- [Exercise directions] Although the data below holds other lines too, output only those from the line with "grass? Tag one per instance." up to and including the line with "path? Tag one per instance.", exactly as they appear.

(Source information begins)

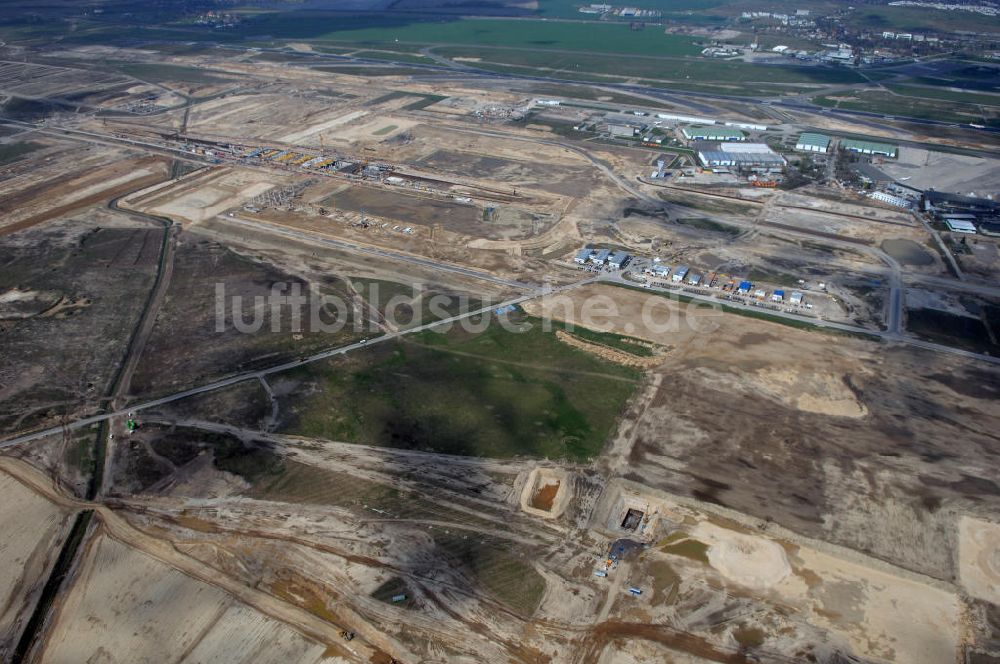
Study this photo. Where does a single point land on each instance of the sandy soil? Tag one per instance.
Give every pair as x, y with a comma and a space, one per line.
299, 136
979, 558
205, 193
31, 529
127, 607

(Source information ends)
(Source information begins)

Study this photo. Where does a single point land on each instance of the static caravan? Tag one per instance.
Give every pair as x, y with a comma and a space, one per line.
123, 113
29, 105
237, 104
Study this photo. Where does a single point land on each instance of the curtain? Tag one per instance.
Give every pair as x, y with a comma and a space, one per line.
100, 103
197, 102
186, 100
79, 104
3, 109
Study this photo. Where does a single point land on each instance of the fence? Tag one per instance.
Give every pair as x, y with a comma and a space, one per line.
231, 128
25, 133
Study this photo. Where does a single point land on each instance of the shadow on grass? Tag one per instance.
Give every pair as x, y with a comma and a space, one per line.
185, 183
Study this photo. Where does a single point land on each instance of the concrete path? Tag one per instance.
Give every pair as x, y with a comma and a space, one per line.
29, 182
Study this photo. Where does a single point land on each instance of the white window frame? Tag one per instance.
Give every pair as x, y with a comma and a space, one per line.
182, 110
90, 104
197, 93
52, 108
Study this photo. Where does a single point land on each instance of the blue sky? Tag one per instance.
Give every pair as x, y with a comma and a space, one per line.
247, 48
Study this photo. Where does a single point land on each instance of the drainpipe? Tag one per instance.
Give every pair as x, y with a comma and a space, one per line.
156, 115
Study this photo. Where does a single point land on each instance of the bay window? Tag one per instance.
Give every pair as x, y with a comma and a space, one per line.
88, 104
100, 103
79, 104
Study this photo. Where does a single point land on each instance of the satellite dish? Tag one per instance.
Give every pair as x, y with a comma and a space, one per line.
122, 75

(Source information ends)

- [Reply]
Study this photo. Where does a single point land on each instance of the shadow on grass? Tag one per instance.
Give every pair as x, y with a comma and a space, one per line.
185, 183
Study this photo. Where does a single point land on each instance of the concrete path? Tag one per instance.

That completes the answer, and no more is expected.